Data entries
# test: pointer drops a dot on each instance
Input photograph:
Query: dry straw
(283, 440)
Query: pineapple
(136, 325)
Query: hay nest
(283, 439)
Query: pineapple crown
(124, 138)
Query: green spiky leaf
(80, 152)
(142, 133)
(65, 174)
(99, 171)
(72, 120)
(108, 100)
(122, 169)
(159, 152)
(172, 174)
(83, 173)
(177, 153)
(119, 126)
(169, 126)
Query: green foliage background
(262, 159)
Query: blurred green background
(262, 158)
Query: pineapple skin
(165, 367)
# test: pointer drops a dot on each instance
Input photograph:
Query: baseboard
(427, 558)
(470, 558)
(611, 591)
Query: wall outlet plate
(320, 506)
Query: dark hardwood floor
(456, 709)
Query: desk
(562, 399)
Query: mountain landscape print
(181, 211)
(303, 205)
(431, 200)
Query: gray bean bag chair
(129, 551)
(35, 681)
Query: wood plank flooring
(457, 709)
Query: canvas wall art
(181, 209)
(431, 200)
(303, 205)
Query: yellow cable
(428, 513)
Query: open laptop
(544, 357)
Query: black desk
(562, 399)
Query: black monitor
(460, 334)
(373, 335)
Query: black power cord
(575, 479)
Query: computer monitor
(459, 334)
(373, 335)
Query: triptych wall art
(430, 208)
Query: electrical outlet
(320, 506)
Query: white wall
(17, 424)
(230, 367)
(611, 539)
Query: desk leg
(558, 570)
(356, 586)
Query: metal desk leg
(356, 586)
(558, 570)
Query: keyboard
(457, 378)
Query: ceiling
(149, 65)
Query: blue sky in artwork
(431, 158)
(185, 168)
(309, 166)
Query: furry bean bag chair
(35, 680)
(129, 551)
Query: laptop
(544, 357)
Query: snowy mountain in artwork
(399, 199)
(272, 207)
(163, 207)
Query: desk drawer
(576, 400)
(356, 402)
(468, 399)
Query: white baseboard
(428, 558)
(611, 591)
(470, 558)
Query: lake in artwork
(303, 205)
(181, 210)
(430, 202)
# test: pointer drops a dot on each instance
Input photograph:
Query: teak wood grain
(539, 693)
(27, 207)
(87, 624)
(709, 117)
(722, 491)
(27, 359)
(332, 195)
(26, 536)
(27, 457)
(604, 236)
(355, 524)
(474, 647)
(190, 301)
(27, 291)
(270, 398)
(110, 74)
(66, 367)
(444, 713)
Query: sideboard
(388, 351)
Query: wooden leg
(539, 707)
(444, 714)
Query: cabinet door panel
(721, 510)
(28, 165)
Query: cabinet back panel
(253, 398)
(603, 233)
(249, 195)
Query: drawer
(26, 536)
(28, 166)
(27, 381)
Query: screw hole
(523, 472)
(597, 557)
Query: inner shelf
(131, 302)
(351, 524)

Given task
Can you copy out every line of the data from the one containing "Query: wooden leg" through the end, scaling each answer coordinate by 0.8 and rounding it to a whole number, with halves rounded up?

Reply
Query: wooden leg
(431, 566)
(355, 571)
Query: cabinet door panel
(577, 408)
(22, 132)
Query: cabinet back panel
(202, 318)
(482, 186)
(199, 156)
Query: drawer
(21, 429)
(22, 133)
(22, 305)
Query: screw hole
(418, 378)
(478, 446)
Query: inner shelf
(105, 242)
(281, 419)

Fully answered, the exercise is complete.